(EXERCISE INSTRUCTIONS): Continue the sermon on fear and faith below, picking up after its last paragraph.

(PAGE EXCERPT):
Sermons

Summary: We ask for more faith than we realize we have. We let it lie dormant in us, while all the time God is there, and our faith in God is there, doing very little.

There is a legend from the Orient about a traveler making his way to a large city. One night he meets two other travelers along the road: Fear and Plague. Plague explains to the traveler that, once they arrived, they are expected to kill 10,000 people in the city. The traveler asks Plague if Plague would do all the killing. “Oh, no. I shall kill only a few hundred. My friend Fear will kill the others.”

After 9/11, the world changed. After that, politicians and pundits told us, we were in a new era. And for once they were telling the truth. Our treasured security disappeared. Many Americans were afraid to fly for months, even years after that. Some moved out of large cities, others bought gas masks and laid in emergency stocks of everything from antibiotics to bottled water. After a few years, though, when no serious attacks occurred, things got back to normal. Sort of. We were in the “War on Terror” but for most people it was far away.

Then we got hit by Covid. The government told us to stay home and wear masks and get vaccinated and boosted. Schools closed. Offices emptied out as employees started working from home. Highways emptied out as fewer people came to work. Nursing homes restricted family visits. Automobile sales plummeted. Restaurants closed. Churches Zoomed instead of meeting in person. Two years later we are still suffering the echoes of those policies, and many people are still afraid of crowds, still wear masks, still work from home. Are we safe or should we be afraid?

The answer to both questions is “No.” No, we are not safe, and no, we should not be afraid. I am not about to quote FDR at you, saying there’s “nothing to fear but fear itself.” There’s plenty of bad stuff out there that we could be afraid of. But living in fear is neither useful nor appropriate. A lot of people asked me, before I went on my cruise to Greece, if I was afraid. I wasn’t. Not because I assumed I was safe, but because I was no less safe than I had been at home. The fact is, life is not safe. But once we got over 9/11 we went right back to assuming that it was. And our society still doesn’t know how to handle it. And so the people who make their living off of travel and tourism have seen their incomes take a nosedive, and empty office spaces are expected to cause a real estate crash any day now.

(SUPPLIED DATA):
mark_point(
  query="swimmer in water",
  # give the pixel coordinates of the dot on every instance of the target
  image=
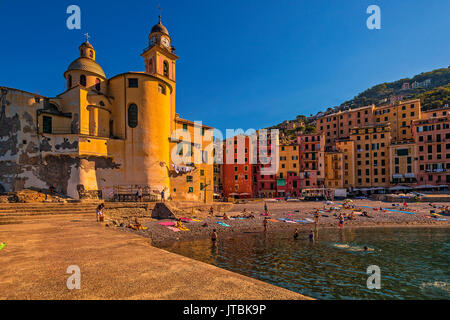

(THE ANSWER):
Fear shows up and is acted out in a lot of different ways. After 9/11 some people took their fear out on Arab Americans - or people who looked like Arab Americans like Sikhs and Hindus. Some people blamed America - the left wing blamed what they called our Fascist foreign policy, the right wing called it God’s judgment on a godless nation. We had been able to look at places like Ethiopia or Columbia and say to ourselves, “not us.” I don’t know if any of us ever said out loud, “It’s because we’re better than they are,” but I suspect that we patted ourselves on the back for our democracy, our freedom, our economic prosperity, and all the other things which we took for granted. We’re Americans! We’re entitled! McDonald’s and rock and roll have taken over the world, and free-market democracy follows in its wake. Everybody wants to be like us... don’t they? But our world got turned upside down. There are people out there who actually hate us. The world is not safe.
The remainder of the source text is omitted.